SHORT EXERCISE
Please report how many lines in the entries below contain the string "instance", treating uppercase and lowercase as different, and give only that number.

GIVEN RECORDS
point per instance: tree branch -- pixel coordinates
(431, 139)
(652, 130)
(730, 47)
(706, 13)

...

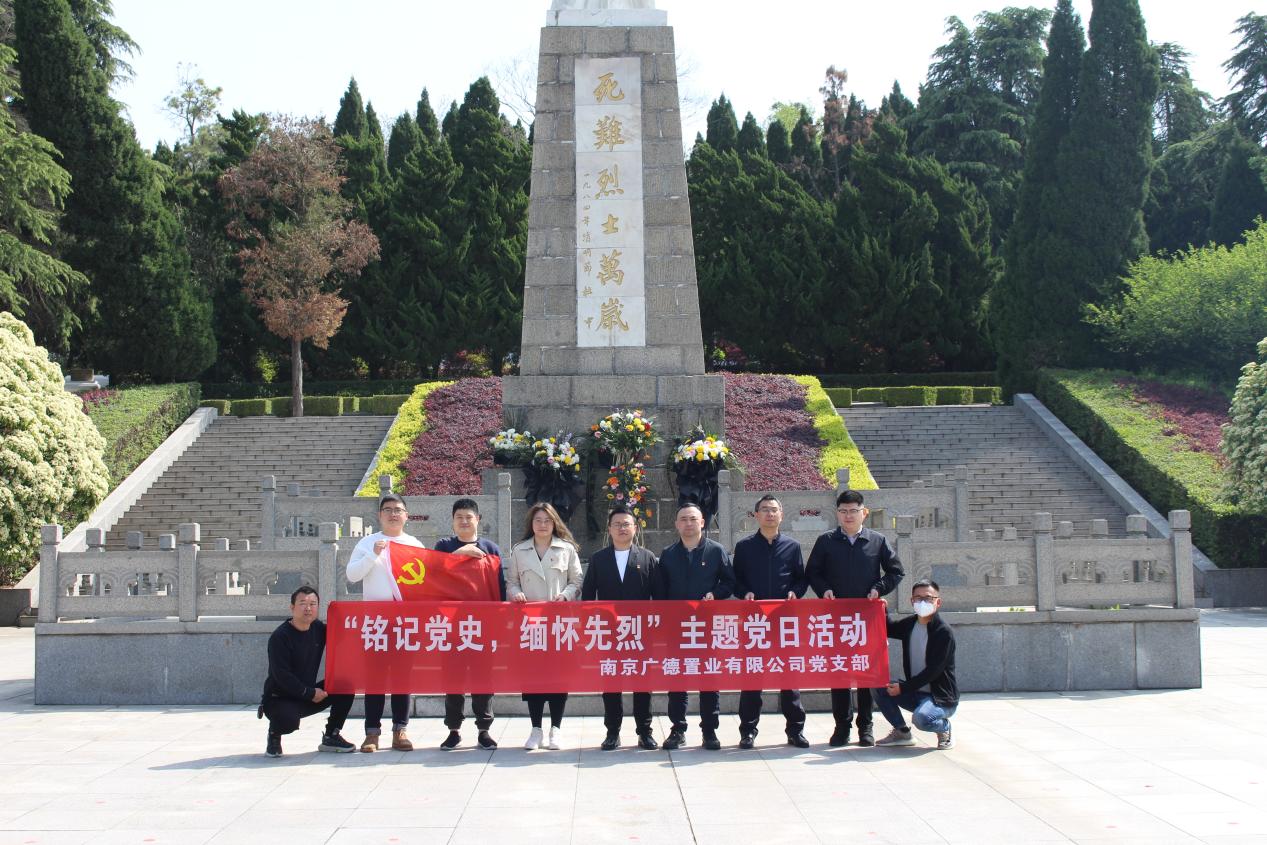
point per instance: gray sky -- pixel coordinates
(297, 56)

--

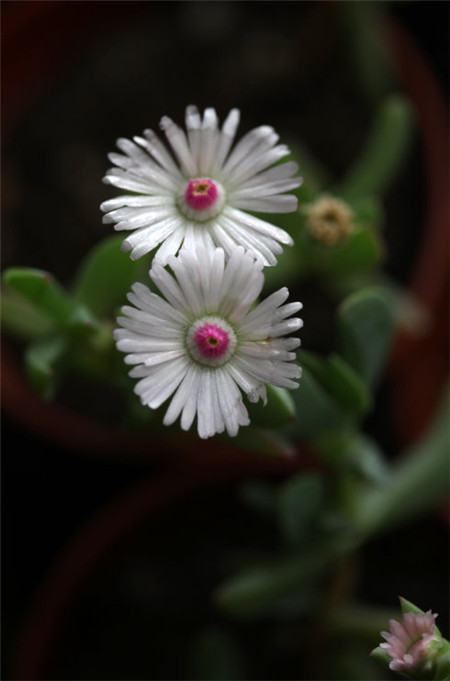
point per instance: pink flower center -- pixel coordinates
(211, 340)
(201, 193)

OUTPUT FOR THIS TASK
3